Hello I'm a Christian that joined the board to learn more about the background of the Bible. A decade ago, I bought a Jewish Study Bible and was intrigued by some of the ideas in the footnotes, and Introduction section. One idea that intrigued me was the notion of "God as Cohen", in speaking of the Genesis creation. (The article speaks in terms of microcosm and compares the Genesis account to other far "Near Eastern Creation stories".) The article mentions God being like a priest because He a) gives blessings, b)consecrates the Sabbath, and c) parallels are seen between constructing the Earth and the construction of the Tabernacle. Anyway I was wondering if anyone had more to add to this topic? I find it intriguing but difficult because many times when I think of the roles God plays, other roles like King, Father etc. seem equally or even more true than God acting as a Cohen / Old Testament priest.
The Talmud (Sanhedrin 39a) describes a conversation between a Min (heretic) and R. Abbahu:
A certain Min said to R`Abbahu: Your God is a priest [Kohen], since it is written, That they take for me Terumah [wave offering--this is the same word used for one of the priestly offerings].
Now, when He had buried Moses, wherein did He bathe [after contact with the corpse]?
Should you reply, In water: is it not written, Who hath measured the waters in the hollow of His hand? [R' Abbahu answered,] 'He bathed in fire, for it is written, Behold the Lord will come in fire.' [Asked the min,] 'Is then purification by fire effective? ' 'On the contrary,' he replied, 'bathing [for purposes of purification] should essentially be in fire, for it is written, And all that abideth not the fire ye shall make to go through the water.'
Given that the role of Cohen is defined by God in the Torah, it seems unlikely that that role would exert an influence on His behavior, rather than the other way around.

# STUDY MATERIAL:

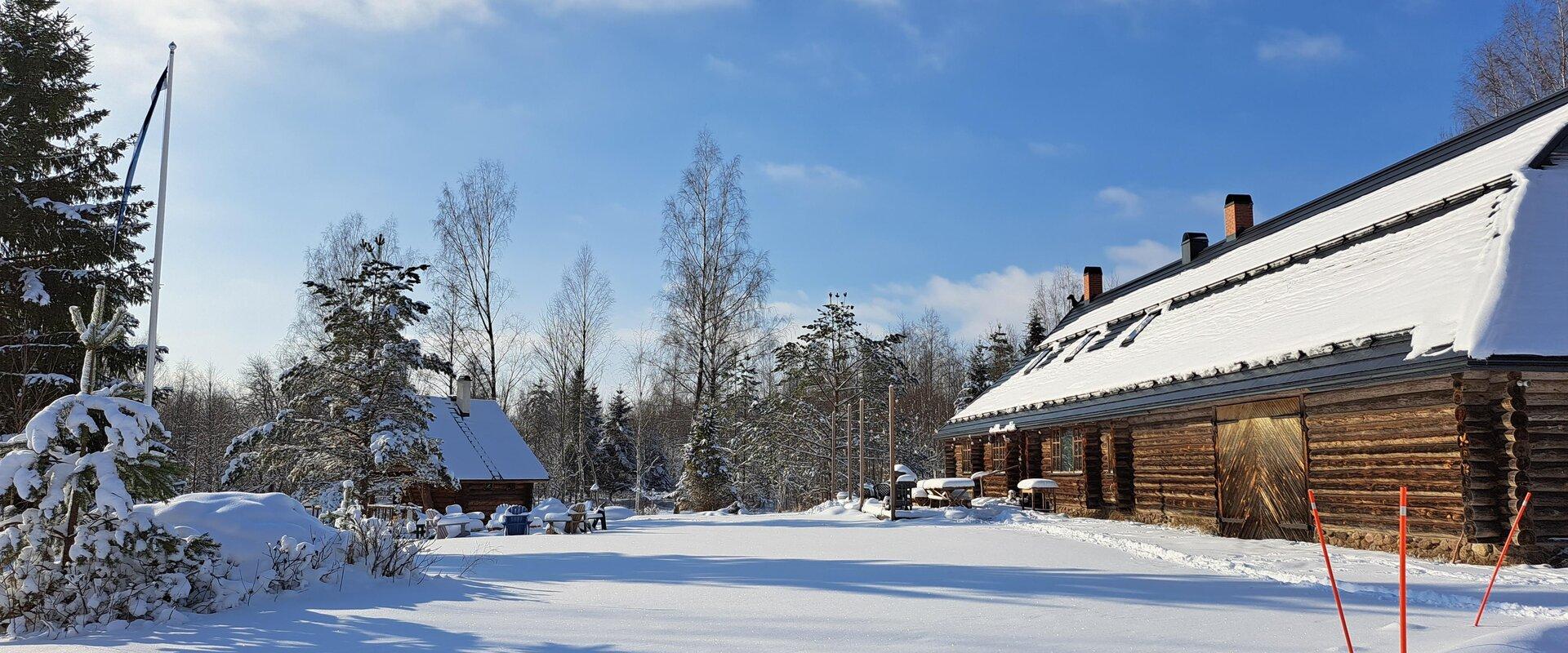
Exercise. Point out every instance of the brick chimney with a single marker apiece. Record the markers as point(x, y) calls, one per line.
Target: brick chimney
point(1237, 215)
point(465, 398)
point(1094, 282)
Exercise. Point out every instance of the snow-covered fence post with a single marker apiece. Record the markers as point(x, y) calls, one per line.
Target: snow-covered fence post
point(95, 334)
point(1503, 557)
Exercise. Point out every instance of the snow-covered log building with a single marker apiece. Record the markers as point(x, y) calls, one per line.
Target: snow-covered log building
point(1407, 329)
point(483, 451)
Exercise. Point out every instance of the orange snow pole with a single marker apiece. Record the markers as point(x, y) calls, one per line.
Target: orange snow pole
point(1404, 518)
point(1333, 584)
point(1503, 557)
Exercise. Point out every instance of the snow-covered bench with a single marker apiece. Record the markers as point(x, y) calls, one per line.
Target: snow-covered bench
point(576, 520)
point(949, 491)
point(1041, 494)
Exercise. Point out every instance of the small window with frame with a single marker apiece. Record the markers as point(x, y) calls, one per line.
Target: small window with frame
point(1065, 456)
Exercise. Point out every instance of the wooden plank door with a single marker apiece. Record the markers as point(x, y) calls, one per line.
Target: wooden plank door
point(1261, 470)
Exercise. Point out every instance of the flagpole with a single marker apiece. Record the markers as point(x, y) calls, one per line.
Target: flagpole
point(157, 233)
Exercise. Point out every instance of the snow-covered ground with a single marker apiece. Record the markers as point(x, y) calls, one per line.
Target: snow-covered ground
point(840, 580)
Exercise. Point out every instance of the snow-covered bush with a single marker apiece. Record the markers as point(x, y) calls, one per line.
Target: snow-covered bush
point(73, 552)
point(380, 547)
point(300, 564)
point(247, 525)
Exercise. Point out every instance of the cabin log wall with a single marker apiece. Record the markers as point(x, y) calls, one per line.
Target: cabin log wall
point(1366, 443)
point(472, 495)
point(1174, 467)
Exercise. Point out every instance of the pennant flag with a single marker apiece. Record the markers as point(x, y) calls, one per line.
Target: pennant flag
point(136, 153)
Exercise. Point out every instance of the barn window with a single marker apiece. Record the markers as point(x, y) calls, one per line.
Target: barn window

# REQUIRED ACTION 1:
In the discussion of God as a Cohen, where did R. Abbahu say God bathed after burying Moses?
# REQUIRED ACTION 2:
Continue the discussion of God as a Cohen, starting after its final sentence.

# EXERCISE RESPONSE 1:
In fire.

# EXERCISE RESPONSE 2:
Along the lines you suggest, but in the opposite direction, many traditional commentaries describe many or even all of the Commandments as containing the intention of imitatio Dei. One commentator whose interpretations of intent and symbolism of the Commandments I particularly appreciate, R' Samson Raphael Hirsch, mentions this theme many times in his commentary on the Torah.
In particular (off the top of my head for now):
In the vicinity of Exodus 28 (if I recall correctly), he interprets the special roles of the Cohen and the Cohen Gadol (High Priest). I don't remember whether he talks about imitatio Dei particularly there, but he does explain the Cohen as embodying an ideal of the types of dedication and behavior Jews are meant to exhibit.
I'm pretty sure that he incorporates imitatio Dei in his explanation of the Cohen's role in "placing God's name upon the people" in the "Preistly Blessing" described in Numbers 6:22-27.
(I'll look these up later and provide more precise references and quotations.)